*REQUIREMENT*:
Convert the material below, from the line containing "For this drill the class indicates the nose" through its last line, into a Markdown table with the columns Row and Text. Number each row and omit blank lines.

*ENTRIES SHOWN*:
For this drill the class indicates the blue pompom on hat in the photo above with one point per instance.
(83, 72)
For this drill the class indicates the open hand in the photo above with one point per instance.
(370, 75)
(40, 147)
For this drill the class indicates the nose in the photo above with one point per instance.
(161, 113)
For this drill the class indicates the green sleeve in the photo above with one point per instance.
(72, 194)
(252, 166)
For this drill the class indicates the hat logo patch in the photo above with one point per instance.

*SOLUTION*:
| Row | Text |
|---|---|
| 1 | For this drill the class indicates the nose in the photo above with one point per instance. |
| 2 | (161, 113) |
| 3 | For this drill the class indicates the green sleeve in the photo above with one point per instance. |
| 4 | (72, 194) |
| 5 | (252, 166) |
| 6 | For this drill the class indicates the hat logo patch in the photo above with one point per instance. |